[[ Task inputs open ]]
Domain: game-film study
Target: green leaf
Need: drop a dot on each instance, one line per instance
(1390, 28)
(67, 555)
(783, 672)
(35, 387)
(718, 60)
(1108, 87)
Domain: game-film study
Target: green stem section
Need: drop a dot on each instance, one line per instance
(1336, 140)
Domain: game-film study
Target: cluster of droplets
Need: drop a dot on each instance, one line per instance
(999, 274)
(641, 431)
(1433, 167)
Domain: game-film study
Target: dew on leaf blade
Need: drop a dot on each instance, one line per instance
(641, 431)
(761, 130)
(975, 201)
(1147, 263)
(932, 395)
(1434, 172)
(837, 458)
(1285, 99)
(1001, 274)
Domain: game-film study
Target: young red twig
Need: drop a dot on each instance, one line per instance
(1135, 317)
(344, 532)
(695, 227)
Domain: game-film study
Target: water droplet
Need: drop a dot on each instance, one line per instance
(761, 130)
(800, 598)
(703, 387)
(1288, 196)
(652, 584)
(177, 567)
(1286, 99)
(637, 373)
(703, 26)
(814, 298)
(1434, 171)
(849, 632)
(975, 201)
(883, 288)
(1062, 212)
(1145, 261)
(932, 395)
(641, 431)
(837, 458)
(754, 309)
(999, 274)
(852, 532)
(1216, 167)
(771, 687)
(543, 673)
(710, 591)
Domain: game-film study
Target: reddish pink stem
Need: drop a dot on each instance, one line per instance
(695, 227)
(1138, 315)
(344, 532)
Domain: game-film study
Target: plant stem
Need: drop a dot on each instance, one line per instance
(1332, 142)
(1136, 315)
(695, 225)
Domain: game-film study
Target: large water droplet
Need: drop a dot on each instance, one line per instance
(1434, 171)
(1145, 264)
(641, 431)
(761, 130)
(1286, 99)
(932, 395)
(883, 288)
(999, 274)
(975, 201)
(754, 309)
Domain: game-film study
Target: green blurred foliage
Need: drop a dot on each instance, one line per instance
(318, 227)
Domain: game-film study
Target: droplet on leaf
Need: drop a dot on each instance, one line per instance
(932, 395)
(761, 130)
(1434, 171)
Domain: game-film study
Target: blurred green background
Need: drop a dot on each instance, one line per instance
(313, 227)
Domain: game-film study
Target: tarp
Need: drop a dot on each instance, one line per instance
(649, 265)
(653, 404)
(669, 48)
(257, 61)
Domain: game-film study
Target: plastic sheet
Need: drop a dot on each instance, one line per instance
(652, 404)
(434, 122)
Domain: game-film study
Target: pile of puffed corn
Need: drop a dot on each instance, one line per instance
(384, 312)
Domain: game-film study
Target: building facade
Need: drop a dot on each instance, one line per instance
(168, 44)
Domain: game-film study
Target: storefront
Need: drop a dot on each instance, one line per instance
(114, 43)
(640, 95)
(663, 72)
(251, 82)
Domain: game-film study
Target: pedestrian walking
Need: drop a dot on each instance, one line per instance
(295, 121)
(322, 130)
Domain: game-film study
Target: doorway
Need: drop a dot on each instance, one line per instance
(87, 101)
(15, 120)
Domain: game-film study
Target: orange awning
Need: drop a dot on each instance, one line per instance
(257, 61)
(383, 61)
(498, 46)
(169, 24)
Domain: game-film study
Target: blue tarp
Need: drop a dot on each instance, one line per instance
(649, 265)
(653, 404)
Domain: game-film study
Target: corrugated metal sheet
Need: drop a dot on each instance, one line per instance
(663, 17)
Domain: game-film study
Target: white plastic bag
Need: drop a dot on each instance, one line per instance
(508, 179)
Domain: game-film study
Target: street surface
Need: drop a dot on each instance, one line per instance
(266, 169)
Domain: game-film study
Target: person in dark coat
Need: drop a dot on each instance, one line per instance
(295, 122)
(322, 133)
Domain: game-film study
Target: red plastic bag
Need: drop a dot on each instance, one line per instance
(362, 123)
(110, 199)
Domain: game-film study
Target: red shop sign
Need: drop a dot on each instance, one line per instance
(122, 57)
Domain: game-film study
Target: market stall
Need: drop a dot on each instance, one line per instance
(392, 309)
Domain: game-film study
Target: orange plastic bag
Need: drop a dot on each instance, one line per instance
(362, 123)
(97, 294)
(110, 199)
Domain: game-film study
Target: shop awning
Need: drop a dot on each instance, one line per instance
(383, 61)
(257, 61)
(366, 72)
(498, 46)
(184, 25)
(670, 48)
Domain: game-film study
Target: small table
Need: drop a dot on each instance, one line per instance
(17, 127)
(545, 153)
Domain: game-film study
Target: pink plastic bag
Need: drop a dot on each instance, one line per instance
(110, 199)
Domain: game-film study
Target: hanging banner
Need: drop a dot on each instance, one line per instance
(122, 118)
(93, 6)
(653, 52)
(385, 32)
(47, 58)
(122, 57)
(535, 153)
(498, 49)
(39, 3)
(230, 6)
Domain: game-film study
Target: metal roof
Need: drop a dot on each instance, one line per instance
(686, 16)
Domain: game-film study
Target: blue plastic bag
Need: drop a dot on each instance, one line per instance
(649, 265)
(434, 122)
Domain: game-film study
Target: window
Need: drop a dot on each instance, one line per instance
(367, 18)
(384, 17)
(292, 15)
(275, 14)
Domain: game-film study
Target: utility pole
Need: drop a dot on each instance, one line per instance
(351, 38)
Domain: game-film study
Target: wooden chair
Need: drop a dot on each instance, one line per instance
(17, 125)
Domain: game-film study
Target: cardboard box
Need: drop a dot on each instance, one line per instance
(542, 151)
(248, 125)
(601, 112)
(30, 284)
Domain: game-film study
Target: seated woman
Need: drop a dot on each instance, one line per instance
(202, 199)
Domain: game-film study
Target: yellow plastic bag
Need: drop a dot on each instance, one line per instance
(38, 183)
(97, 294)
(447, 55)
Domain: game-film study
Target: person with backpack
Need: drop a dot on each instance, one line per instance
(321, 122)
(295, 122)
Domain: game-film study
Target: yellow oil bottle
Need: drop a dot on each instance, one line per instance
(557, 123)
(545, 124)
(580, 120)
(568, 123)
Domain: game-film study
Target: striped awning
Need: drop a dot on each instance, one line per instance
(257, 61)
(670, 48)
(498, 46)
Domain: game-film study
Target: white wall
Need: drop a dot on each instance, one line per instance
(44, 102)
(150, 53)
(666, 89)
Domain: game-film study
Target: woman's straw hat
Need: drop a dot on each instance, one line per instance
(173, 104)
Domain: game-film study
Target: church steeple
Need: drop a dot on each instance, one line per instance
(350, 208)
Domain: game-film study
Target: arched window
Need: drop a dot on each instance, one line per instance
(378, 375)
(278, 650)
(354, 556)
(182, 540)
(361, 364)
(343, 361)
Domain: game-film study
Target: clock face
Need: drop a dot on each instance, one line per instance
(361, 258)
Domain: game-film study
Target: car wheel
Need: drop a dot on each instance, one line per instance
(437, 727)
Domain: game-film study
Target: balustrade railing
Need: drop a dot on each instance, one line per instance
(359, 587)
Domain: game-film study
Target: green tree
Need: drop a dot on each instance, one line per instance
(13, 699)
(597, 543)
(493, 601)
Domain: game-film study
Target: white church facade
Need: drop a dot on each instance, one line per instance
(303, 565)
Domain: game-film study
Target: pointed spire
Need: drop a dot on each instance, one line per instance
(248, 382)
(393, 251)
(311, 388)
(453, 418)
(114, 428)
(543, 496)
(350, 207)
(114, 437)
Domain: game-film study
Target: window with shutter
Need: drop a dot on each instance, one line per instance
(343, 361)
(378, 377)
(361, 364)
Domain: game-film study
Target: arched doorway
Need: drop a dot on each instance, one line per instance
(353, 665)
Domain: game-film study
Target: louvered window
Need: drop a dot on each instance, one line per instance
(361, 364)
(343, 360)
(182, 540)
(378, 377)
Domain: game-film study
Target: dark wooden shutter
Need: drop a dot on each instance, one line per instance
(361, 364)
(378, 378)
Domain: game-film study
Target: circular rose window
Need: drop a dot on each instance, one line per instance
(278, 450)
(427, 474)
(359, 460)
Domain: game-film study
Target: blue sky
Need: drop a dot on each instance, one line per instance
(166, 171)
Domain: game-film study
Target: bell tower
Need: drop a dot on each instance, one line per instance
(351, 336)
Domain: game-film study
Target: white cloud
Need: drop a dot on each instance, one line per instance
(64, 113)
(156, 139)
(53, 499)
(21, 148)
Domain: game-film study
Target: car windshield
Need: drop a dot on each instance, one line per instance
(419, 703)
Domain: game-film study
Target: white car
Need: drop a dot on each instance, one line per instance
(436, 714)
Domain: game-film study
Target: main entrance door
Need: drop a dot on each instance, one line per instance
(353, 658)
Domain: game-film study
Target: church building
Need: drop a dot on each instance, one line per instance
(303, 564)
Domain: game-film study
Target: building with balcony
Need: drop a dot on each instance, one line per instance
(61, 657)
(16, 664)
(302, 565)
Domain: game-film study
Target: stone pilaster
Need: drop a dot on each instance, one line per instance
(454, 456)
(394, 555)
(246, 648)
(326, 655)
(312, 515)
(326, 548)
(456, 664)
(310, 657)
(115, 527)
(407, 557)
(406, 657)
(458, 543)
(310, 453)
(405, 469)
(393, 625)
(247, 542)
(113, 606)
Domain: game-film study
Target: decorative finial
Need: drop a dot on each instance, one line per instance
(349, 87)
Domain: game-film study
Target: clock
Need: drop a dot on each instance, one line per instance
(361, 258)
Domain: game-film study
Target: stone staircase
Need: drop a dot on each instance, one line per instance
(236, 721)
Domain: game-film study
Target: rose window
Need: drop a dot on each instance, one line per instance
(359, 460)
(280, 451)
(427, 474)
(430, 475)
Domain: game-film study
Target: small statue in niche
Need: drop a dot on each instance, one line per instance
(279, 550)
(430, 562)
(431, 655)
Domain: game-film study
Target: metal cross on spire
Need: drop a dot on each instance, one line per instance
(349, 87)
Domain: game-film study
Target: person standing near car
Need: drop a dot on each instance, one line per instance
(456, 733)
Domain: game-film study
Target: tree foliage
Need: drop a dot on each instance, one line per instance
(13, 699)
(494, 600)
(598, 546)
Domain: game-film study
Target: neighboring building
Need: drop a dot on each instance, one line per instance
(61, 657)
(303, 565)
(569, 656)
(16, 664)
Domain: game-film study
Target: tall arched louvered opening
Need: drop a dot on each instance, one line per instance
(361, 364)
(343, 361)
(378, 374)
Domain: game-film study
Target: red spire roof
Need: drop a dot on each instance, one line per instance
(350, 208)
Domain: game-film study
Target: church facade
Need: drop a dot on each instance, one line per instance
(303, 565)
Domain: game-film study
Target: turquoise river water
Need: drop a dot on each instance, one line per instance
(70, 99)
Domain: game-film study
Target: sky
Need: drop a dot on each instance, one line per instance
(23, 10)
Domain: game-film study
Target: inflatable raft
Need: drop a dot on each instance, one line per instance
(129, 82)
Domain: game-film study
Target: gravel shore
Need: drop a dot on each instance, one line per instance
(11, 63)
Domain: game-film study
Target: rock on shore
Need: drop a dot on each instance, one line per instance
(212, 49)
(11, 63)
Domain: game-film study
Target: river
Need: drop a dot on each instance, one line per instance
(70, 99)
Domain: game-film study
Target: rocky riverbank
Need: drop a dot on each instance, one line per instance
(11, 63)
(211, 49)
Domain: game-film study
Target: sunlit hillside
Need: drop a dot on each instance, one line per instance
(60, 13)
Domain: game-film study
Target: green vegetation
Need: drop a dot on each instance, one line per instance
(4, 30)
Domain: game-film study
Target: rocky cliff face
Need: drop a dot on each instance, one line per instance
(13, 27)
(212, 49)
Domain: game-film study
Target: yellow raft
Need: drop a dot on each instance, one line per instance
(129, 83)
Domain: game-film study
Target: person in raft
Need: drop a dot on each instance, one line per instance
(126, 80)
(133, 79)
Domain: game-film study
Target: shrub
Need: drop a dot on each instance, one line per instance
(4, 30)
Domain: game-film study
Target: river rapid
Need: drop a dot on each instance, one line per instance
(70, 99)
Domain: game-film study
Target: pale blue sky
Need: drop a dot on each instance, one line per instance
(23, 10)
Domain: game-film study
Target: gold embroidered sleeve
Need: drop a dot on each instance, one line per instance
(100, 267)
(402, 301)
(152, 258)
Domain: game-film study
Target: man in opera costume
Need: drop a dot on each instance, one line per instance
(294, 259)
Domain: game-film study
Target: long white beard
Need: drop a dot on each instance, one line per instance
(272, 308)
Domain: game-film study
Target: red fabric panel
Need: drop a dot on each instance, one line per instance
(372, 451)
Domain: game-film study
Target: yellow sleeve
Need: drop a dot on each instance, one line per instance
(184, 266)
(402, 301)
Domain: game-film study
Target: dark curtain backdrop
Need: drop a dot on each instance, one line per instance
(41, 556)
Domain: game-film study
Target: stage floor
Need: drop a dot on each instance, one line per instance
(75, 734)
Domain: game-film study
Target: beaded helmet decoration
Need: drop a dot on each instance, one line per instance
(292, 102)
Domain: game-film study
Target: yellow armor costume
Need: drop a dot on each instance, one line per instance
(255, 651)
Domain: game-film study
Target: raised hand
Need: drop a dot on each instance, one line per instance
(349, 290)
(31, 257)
[[ Task inputs closed ]]
In the data above, find the line that contains "Target: tarp" and the line that contains "Target: corrugated metal sheet". Repeat exactly those lines and every line between them, and only those.

> _Result for this exercise_
Target: tarp
Need: drop a dot on each instance, one line per instance
(649, 265)
(653, 404)
(669, 48)
(257, 61)
Domain: game-film study
Target: plastic sheet
Need: drop a dot on each instance, one line per instance
(652, 404)
(434, 122)
Domain: game-film study
Target: pile of puffed corn
Need: drop a dot on each instance, one line per instance
(384, 312)
Domain: game-film study
Target: building facade
Need: drop a dot on each instance, one line per instance
(168, 44)
Domain: game-film study
Target: storefront
Need: drop a dot on each instance, one line per instance
(114, 43)
(640, 95)
(663, 72)
(251, 82)
Domain: game-film study
Target: pedestrian walking
Need: drop a dot on each instance, one line per instance
(295, 121)
(322, 130)
Domain: game-film study
Target: doorway
Need: drop a dot on each instance, one line per instance
(87, 101)
(15, 120)
Domain: game-film study
Target: orange awning
Need: drop a dot on each instance, one line per instance
(257, 61)
(383, 61)
(498, 46)
(169, 24)
Domain: game-film study
Target: blue tarp
Need: drop a dot on each instance, one line per instance
(649, 265)
(653, 404)
Domain: game-film study
Target: corrugated metal sheet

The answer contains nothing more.